CONSIGNES →
a. Dites si chacune des affirmations suivantes concorde avec le compte rendu de séance de la Commission, en répondant par oui ou par non et en citant mot pour mot le passage qui tranche : (i) le Fonds a reçu 138 propositions de projets cette année ; (ii) M. Hussain s'est déjà rendu au Bélarus ; (iii) les représentants du Viet Nam et du Yémen ont exercé leur droit de réponse.
b. Reprenez le compte rendu de séance de la Commission à la suite de sa dernière phrase et prolongez-le.

TEXTE FOURNI →
La Commission a ensuite entendu M. Abid Hussain, Rapporteur spécial sur la liberté d'opinion et d'expression, qui a présenté son rapport sur la promotion et la protection du droit à la liberté d'opinion et d'expression, ainsi que son rapport sur la mission qu'il a effectuée en Turquie. Il a insisté sur la tendance croissante en faveur de la défense du droit à la liberté d'expression et d'opinion, mais a regretté que les États continuent d'autoriser des restrictions à la liberté d'expression et d'opinion en invoquant notamment la menace à la sécurité nationale. Par ailleurs, M. Hussain a indiqué qu'il effectuera des visites en Pologne et au Bélarus au cours du mois de mai prochain et a espéré qu'une date serait rapidement fixé pour une visite au Soudan.

M. Ivan Tosevski, présentant le rapport du Fonds de contribution volontaire des Nations Unies pour les victimes de la torture, a rappelé que l'interdiction de la torture doit être respectée en toutes circonstances, sans exception aucune. M. Tosevski a déploré que le Fonds n'ait pu financer que 50% des demandes qui lui ont été adressées en 1996. Cette année, le Fonds a reçu 138 propositions de projets, ce qui constitue une augmentation de 40% par rapport à 1996. Les besoins réels de ces projets atteignent 25 millions de dollars, a indiqué M. Tosevski, qui a renouvelé l'appel aux donateurs afin qu'ils versent leurs contributions avant le 20 mai 1997.

La Commission a poursuivi son débat sur la question des droits de l'homme de toutes les personnes soumises à une forme quelconque de détention

ou d'emprisonnement en entendant les déclarations des représentants de l'Égypte, de l'Argentine, du Chili, de l'Équateur, de la Chine, de l'Angola, du Venezuela, du Soudan et de la Slovaquie. Les représentants du Viet Nam et du Yémen ont exercé leur droit de réponse.

DONNÉES BRUTES →
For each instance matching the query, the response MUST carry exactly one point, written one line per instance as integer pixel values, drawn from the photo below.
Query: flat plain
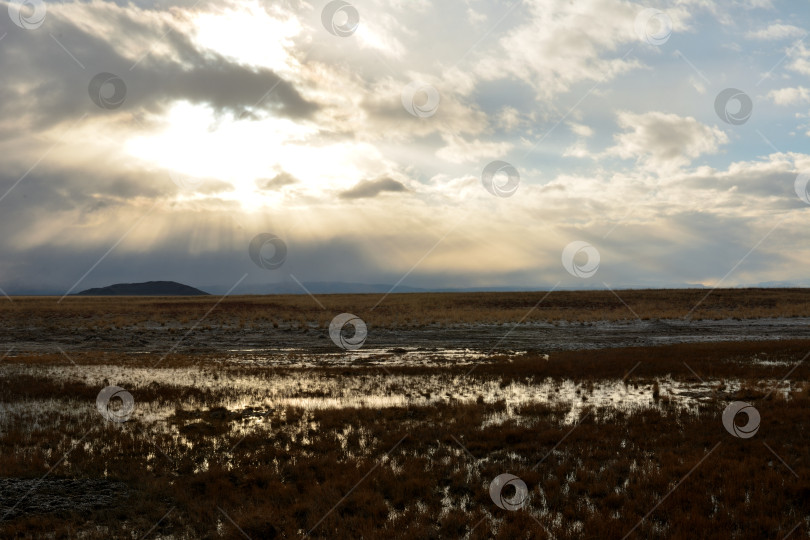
(249, 421)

RÉPONSES ATTENDUES →
a.
(i) Oui : « Cette année, le Fonds a reçu 138 propositions de projets »
(ii) Non : « il effectuera des visites en Pologne et au Bélarus au cours du mois de mai prochain »
(iii) Oui : « Les représentants du Viet Nam et du Yémen ont exercé leur droit de réponse. »

b.
Les représentants des organisations non gouvernementales suivantes ont également pris la parole : Fédération internationale des journalistes, Association internationale des éducateurs pour la paix du monde, Fédération Pen, Agence des cités unies pour la coopération Nord-Sud, Ligue internationale pour les droits et la libération des peuples.

La Commission reprendra ses travaux cet après-midi à 15 heures afin de poursuivre l'examen de cette question.

Déclaration du Ministre de la justice de la Bolivie

M. RENÉ BLATTMANN, Ministre de la justice de la Bolivie, a reconnu que l'un des problèmes que rencontre traditionnellement son pays depuis sa création est celui de la dichotomie entre les valeurs que proclame la Constitution et la pratique quotidienne qui, parfois, bafoue ces valeurs. Il y a encore peu de temps, l'administration de la justice bolivienne traversait une période critique puisqu'elle était confrontée au problème du retard de la justice qui avait provoqué la méfiance des citoyens en leur système judiciaire et entraîné des détentions indéfiniment prolongées. C'est pourquoi, en 1994, a été lancé un processus de réforme visant à éliminer l'inégalité sociale dans le cadre du système d'administration de la justice et à garantir le respect des droits de l'homme.

M. Blattmann a insisté sur le fait que la Loi sur la réforme du régime électoral, adoptée le 19 mars 1997, oblige les partis politiques à incorporer dans les listes électorales pour les élections législatives un minimum de 30% de femmes. Il a également souligné que l'application de la «Loi contre le retard de la justice», adoptée en février 1996, s'est traduite par la libération de 30% de la population carcérale du pays. Avant l'entrée en vigueur de cette loi, 91% des personnes détenues en Bolivie n'avaient pas été condamnées. Au cours de la première année d'application de cette loi, ce chiffre est passé à 59,8%.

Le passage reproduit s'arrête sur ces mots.